**PROBLEM STATEMENT**
The records below must be retyped exactly.

(Data items)
-- Opening Marker --

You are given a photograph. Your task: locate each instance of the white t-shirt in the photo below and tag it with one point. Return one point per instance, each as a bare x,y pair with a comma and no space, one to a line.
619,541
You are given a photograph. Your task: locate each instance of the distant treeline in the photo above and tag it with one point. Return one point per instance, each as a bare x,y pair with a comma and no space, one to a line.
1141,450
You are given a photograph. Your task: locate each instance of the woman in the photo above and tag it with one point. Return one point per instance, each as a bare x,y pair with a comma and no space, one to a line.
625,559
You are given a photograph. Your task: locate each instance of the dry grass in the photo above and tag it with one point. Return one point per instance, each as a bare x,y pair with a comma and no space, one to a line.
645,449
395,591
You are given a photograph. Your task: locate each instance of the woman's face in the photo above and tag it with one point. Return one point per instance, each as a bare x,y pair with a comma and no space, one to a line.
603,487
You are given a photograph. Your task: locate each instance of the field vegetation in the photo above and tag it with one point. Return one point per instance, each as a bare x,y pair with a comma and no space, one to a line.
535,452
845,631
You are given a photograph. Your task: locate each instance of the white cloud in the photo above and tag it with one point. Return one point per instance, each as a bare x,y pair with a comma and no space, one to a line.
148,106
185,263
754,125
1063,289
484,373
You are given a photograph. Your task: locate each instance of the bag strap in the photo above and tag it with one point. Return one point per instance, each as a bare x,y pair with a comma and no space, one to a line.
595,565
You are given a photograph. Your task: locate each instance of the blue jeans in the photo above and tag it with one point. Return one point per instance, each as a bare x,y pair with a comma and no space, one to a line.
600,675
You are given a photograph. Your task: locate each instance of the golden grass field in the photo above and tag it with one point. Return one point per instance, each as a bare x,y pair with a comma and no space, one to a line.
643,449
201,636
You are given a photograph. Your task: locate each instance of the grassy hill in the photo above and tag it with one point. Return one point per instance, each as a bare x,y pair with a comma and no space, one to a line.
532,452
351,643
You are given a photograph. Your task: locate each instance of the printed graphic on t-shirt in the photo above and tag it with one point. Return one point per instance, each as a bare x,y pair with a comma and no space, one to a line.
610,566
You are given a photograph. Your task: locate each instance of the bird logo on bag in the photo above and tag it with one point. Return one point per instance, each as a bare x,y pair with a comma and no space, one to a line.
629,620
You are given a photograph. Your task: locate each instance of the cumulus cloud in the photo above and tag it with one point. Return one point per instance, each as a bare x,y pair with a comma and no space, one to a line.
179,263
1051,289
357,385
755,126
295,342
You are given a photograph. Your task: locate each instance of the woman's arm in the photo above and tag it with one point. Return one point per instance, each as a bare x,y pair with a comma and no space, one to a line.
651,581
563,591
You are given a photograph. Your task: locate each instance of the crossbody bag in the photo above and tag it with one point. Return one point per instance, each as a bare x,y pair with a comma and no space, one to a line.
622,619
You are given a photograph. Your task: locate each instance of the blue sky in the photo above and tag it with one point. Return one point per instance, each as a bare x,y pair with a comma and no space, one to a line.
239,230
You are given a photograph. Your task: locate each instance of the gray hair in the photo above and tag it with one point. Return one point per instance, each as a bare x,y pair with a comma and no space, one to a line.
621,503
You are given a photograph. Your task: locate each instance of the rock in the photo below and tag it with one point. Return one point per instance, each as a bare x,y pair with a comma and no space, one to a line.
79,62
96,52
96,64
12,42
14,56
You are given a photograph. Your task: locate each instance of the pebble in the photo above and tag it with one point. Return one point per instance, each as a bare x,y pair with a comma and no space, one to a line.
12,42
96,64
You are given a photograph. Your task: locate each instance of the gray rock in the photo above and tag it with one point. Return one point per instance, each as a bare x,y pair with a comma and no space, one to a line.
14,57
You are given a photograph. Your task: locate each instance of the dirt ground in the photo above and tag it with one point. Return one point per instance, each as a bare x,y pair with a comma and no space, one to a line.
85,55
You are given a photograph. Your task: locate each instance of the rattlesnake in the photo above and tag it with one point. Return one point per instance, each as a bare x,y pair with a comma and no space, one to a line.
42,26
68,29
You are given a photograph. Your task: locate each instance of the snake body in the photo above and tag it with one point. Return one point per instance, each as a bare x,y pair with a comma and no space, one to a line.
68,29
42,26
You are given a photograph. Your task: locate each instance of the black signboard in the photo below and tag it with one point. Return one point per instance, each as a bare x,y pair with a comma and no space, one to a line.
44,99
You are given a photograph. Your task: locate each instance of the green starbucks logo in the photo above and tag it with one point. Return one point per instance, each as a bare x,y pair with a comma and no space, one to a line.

-- Closing Marker --

**ANSWER BOX**
You are given a photograph. Your task: locate each instance of the white t-shirt in the photo below and tag it with one point. Return one point per instance, each as a bare x,y pair with a comma and no space, one to a line.
619,541
You are given a photograph. Your task: locate each instance of the distant treeline in the photo above and tag it with one point. Return one point per instance, each as a bare x,y pair with a comma and no space, one to a line.
1141,450
You are given a photograph. Your task: locate each instance of the woman in the photo above and tag it with one point. Return one point per instance, each as a bare x,y pair with a comma and no space, one to a line.
625,559
You are given a photograph. Your task: locate each instance of the dry grass in the photo above and tag it with one point. Return one point per instance, each as a bare x,y pair with a comma and no space, one to a line.
645,449
395,591
You are given a photograph. Your task: locate each instance of the woman's face in the photo above and tag it with one point. Return one point per instance, each as a bare x,y pair with a comma and no space, one to a line.
603,487
You are given a photograph. Your task: locate each instance of the field vegetation in the photo above and tag it with one point. Return one point per instance, each as a bare x,y pair with a comma and no space, one to a line.
535,452
845,631
You are given a photograph. Your task: locate each instance of the white cloud in the photo above and tag it with one point. Return one point per instance, each as a bare x,y pair with a comma and no space, one to a line.
148,106
185,263
754,125
1063,289
484,373
You are given a photograph. Your task: locate each instance of the bag strap in the photo above and tag it with one point. Return one point per instance, each as a bare x,y pair with a comma and no space, one to a line.
595,565
You are given a photograph. Your task: locate each instance of the blue jeans in the photo above and tag it with one point. Return one point per instance, each as a bare x,y pair with a comma and no space, one to a line.
600,675
You are given a photograph. Your task: locate each instance of the golden grass field in the photo above and tag it with one point. Return one point per instance, each as a bare x,y pair with a comma and no space, one to a line.
643,449
201,636
You are given a photograph. Your task: locate each instance of the grassy hill in the photo above and tag it with one point. Return one point per instance, each as a bare x,y pair with a comma and no space, one to a line.
532,452
351,643
You are given a photograph. Your task: locate each instance of the printed graphic on t-shirt in the photo above and tag it with one point. Return one point per instance, each as a bare x,y pair with a comma and no space, one to a line.
610,566
You are given a photograph. Your task: locate each instance of the bird logo on bag in the photo above and tag it with one point. Return one point per instance, each as a bare x,y pair with a comma and no space, one to a line.
629,620
You are given a photograph. Your task: locate each instance of the cumulus cloud in the photo above and tag it with one point. Return one point per instance, each as a bare x,y pair with a comma and no space, one to a line.
179,263
1051,289
357,385
755,126
295,342
You are given a photograph. Your task: locate each instance of the woman's arm in the photo above and tag it with one point. Return one point per instance, each as a bare x,y pair with a comma and no space, one to a line.
651,581
563,591
You are given a photograph. Your task: locate each instance of the crossbody bag in the photo above and tag it with one point. Return one point per instance, each as a bare x,y pair with a comma and no space, one to a line.
622,619
You are given a photograph. Your task: locate each instance of the blue sky in the photo above and tag it with one point. Return one point per instance, each as a bare x,y pair with a comma and no space, one to a line.
239,230
You are given a photograph. Your task: locate each instance of the gray hair in the photo above and tag it with one point. Return one point per instance, each as a bare x,y pair with a comma and no space, one to a line.
621,503
You are given a photograph. Your task: locate each instance of the rock in the photo below and tag it with one point. Return one point per instance, each as a bare x,y pair with a comma and no space, one to a line.
79,62
96,52
96,64
12,42
14,56
You are given a photograph. Your task: locate each instance of the pebble in the photo above and tag it with one point. Return one point per instance, each as a bare x,y pair with a comma and no space, one to a line.
12,42
96,64
You are given a photograph. Your task: locate each instance of the gray rock in the photo above and tag it with one point. Return one point per instance, each as a bare x,y pair with a comma and no space, one to a line.
14,57
You are given a photograph. Your task: locate each instance of the dirt ground in the photo above and tag it with one point. Return one point per instance, each as a bare x,y pair with a comma and no space, one to a line.
85,55
You are given a photograph. Your task: locate each instance of the rattlesnake in the photo above and tag it with one point. Return one point per instance, each as a bare x,y pair with a comma and no space, one to a line.
42,26
68,29
You are given a photograph. Your task: locate each instance of the snake body in the photo above and tag it with one point. Return one point per instance, each as a bare x,y pair with a comma and no space, one to a line.
68,29
42,26
You are given a photograph. Your task: locate each instance of the black signboard in the photo below and tag it with one point. Return one point per instance, each as a bare x,y pair with a comma and no space, one to a line.
44,99
You are given a photograph. Your task: locate each instance of the green starbucks logo in the photo above and tag it with one point. Return one point per instance, each as a bare x,y pair with a comma and no space, one to a line.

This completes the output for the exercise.